--- Work instructions ---
A verbatim copy of the data below is the required output.
##############################
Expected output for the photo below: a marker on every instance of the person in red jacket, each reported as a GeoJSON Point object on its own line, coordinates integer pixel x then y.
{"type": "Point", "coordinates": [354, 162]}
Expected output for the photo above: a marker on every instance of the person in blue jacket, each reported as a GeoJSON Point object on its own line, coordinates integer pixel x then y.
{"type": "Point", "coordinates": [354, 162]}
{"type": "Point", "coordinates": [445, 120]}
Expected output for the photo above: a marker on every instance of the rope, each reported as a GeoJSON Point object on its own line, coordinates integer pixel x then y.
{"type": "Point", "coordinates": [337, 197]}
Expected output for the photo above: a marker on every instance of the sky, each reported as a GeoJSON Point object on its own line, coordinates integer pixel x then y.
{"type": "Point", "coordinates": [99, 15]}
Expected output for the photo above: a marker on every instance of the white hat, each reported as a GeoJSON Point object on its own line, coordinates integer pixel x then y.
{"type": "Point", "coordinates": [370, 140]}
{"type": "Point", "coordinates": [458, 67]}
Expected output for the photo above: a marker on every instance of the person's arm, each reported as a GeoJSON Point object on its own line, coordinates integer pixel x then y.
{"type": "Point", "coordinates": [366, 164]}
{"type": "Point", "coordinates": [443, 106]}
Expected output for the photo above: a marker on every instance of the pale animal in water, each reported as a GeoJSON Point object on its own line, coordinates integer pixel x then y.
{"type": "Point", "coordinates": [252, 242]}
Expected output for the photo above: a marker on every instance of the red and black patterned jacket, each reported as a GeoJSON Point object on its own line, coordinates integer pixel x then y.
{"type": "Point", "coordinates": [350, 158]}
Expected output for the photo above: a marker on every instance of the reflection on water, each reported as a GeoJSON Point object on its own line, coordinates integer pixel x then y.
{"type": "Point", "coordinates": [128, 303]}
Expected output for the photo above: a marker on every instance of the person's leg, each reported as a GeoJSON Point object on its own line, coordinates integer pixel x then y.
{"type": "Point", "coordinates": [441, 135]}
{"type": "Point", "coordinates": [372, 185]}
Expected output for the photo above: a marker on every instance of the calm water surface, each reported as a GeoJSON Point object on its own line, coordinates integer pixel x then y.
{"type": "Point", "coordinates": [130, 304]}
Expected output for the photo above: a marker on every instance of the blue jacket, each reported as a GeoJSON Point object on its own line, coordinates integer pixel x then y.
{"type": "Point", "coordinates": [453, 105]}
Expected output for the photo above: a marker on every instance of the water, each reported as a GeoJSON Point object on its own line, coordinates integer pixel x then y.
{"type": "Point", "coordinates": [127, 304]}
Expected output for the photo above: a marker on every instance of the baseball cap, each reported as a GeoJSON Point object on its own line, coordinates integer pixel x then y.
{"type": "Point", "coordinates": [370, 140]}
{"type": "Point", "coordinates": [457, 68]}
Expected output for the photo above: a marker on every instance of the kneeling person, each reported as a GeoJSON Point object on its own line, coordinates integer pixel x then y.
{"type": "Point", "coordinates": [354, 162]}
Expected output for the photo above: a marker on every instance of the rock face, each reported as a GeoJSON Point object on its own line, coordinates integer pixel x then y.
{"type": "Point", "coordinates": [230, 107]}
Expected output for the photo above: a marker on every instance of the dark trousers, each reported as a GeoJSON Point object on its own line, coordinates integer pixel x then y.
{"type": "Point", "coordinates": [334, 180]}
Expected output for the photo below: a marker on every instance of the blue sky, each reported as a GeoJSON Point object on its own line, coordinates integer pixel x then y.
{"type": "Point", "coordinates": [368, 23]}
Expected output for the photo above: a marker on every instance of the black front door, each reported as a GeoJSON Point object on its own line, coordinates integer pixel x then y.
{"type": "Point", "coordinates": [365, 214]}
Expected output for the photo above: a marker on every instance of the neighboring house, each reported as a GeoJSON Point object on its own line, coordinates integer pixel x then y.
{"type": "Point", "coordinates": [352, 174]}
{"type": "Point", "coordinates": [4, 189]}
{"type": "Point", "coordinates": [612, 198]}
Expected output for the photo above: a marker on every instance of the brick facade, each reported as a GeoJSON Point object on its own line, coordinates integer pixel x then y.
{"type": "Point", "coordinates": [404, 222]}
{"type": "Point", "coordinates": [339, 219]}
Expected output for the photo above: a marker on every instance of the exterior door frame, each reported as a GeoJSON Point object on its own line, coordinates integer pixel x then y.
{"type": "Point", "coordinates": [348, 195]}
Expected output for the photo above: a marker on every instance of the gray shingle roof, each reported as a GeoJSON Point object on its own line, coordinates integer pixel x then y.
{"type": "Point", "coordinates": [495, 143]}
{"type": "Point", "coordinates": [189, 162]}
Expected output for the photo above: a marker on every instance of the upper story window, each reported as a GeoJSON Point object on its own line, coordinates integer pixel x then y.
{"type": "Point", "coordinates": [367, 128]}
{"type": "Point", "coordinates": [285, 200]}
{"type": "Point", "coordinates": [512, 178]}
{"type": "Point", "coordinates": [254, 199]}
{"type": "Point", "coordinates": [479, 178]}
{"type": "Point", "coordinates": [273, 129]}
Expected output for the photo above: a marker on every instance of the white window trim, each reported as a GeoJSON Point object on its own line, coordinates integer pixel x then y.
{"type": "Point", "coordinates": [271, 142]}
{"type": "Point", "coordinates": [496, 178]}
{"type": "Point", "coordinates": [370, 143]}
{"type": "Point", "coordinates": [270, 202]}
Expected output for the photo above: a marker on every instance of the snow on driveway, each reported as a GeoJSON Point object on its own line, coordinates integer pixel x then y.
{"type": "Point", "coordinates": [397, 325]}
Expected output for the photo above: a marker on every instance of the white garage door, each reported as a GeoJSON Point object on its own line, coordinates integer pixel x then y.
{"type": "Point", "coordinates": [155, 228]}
##############################
--- Task answer ---
Expected output for the photo below: a marker on every instance of the person in red jacket, each reported as a GeoJSON Point object on its own line, coordinates integer pixel x then y.
{"type": "Point", "coordinates": [354, 162]}
Expected output for the photo above: a marker on every instance of the person in blue jacket, each reported as a GeoJSON Point object on its own line, coordinates integer pixel x then y.
{"type": "Point", "coordinates": [354, 162]}
{"type": "Point", "coordinates": [445, 120]}
Expected output for the photo above: a marker on every instance of the rope, each reported as a GeoJSON Point object on its own line, coordinates integer pixel x then y.
{"type": "Point", "coordinates": [337, 197]}
Expected output for the photo above: a marker on every instance of the sky, each reported as a GeoJSON Point object on its own line, coordinates integer pixel x then y.
{"type": "Point", "coordinates": [99, 15]}
Expected output for the photo above: a marker on every instance of the white hat, each reported as a GeoJSON Point object on its own line, coordinates integer pixel x then y.
{"type": "Point", "coordinates": [370, 140]}
{"type": "Point", "coordinates": [458, 67]}
Expected output for the photo above: a marker on every instance of the person's arm, each reported as a GeoJSON Point object on its own line, coordinates integer pixel x then y.
{"type": "Point", "coordinates": [366, 164]}
{"type": "Point", "coordinates": [443, 106]}
Expected output for the photo above: a marker on every instance of the pale animal in water, each reported as a GeoJSON Point object on its own line, coordinates integer pixel x then y.
{"type": "Point", "coordinates": [252, 242]}
Expected output for the photo above: a marker on every instance of the red and black patterned jacket, each reported as a GeoJSON Point object on its own line, coordinates integer pixel x then y.
{"type": "Point", "coordinates": [350, 158]}
Expected output for the photo above: a marker on every instance of the reflection on water, each reported as a GeoJSON Point object on its own line, coordinates integer pixel x then y.
{"type": "Point", "coordinates": [128, 303]}
Expected output for the photo above: a marker on every instance of the person's leg, each reported as a GeoJSON Point object on its own line, coordinates integer pixel x then y.
{"type": "Point", "coordinates": [441, 135]}
{"type": "Point", "coordinates": [372, 185]}
Expected output for the photo above: a marker on every instance of the calm water surface, each reported as a GeoJSON Point object on its own line, coordinates integer pixel x then y.
{"type": "Point", "coordinates": [130, 304]}
Expected output for the photo above: a marker on every instance of the blue jacket, each reported as a GeoJSON Point object on its own line, coordinates integer pixel x then y.
{"type": "Point", "coordinates": [453, 105]}
Expected output for the photo above: a marker on every instance of the water, each reported as a GeoJSON Point object on its own line, coordinates integer pixel x then y.
{"type": "Point", "coordinates": [127, 304]}
Expected output for the photo above: a marker on every instance of the baseball cap, each reported as a GeoJSON Point object on its own line, coordinates integer pixel x then y.
{"type": "Point", "coordinates": [370, 140]}
{"type": "Point", "coordinates": [457, 68]}
Expected output for the photo above: a marker on every instance of the kneeling person, each reported as a GeoJSON Point object on its own line, coordinates integer pixel x then y.
{"type": "Point", "coordinates": [354, 162]}
Expected output for the photo above: a marker on every instance of the rock face, each reported as a GeoJSON Point object on its own line, coordinates integer pixel x then y.
{"type": "Point", "coordinates": [230, 107]}
Expected output for the photo above: a marker on every instance of the dark trousers, each reported as a GeoJSON Point object on its own line, coordinates integer pixel x then y.
{"type": "Point", "coordinates": [334, 180]}
Expected output for the photo below: a marker on every instance of the blue sky, each reported as a GeoJSON Point object on its own line, coordinates integer pixel x then y.
{"type": "Point", "coordinates": [368, 23]}
Expected output for the photo above: a marker on every instance of the black front door, each reported as a GeoJSON Point object on its own line, coordinates integer pixel x then y.
{"type": "Point", "coordinates": [365, 214]}
Expected output for the photo above: a marker on every instance of the neighboring house, each reported as a GeoJSON Point object on its own line, coordinates integer pixel x then y.
{"type": "Point", "coordinates": [352, 174]}
{"type": "Point", "coordinates": [4, 189]}
{"type": "Point", "coordinates": [612, 198]}
Expected output for the photo above: a marker on every instance of the brick facade, each reported as a GeoJSON Point object on its own line, coordinates integer pixel x then y.
{"type": "Point", "coordinates": [404, 222]}
{"type": "Point", "coordinates": [339, 219]}
Expected output for the photo above: a marker on every instance of the exterior door frame, each reported as a GeoJSON Point object on its own line, coordinates integer pixel x then y.
{"type": "Point", "coordinates": [348, 195]}
Expected output for the photo above: a marker on every instance of the gray shingle roof, each reported as a GeoJSON Point object on its own line, coordinates integer pixel x then y.
{"type": "Point", "coordinates": [495, 143]}
{"type": "Point", "coordinates": [189, 162]}
Expected output for the photo above: a marker on every instance of the upper story window, each reported as a GeoJSON Point object on its own line, coordinates integer pixel x then y.
{"type": "Point", "coordinates": [367, 128]}
{"type": "Point", "coordinates": [285, 200]}
{"type": "Point", "coordinates": [512, 178]}
{"type": "Point", "coordinates": [254, 199]}
{"type": "Point", "coordinates": [479, 178]}
{"type": "Point", "coordinates": [273, 129]}
Expected output for the photo above: a marker on every instance of the white window trim, each reported as a GeoJSON Point object on its own line, coordinates integer pixel x then y.
{"type": "Point", "coordinates": [271, 142]}
{"type": "Point", "coordinates": [496, 178]}
{"type": "Point", "coordinates": [370, 143]}
{"type": "Point", "coordinates": [270, 202]}
Expected output for the photo above: a marker on every instance of the snow on driveway, each reported as a GeoJSON Point object on its own line, coordinates integer pixel x then y.
{"type": "Point", "coordinates": [397, 325]}
Expected output for the photo above: a marker on every instance of the white garage door, each reported as a GeoJSON Point object on its own line, coordinates integer pixel x then y.
{"type": "Point", "coordinates": [155, 228]}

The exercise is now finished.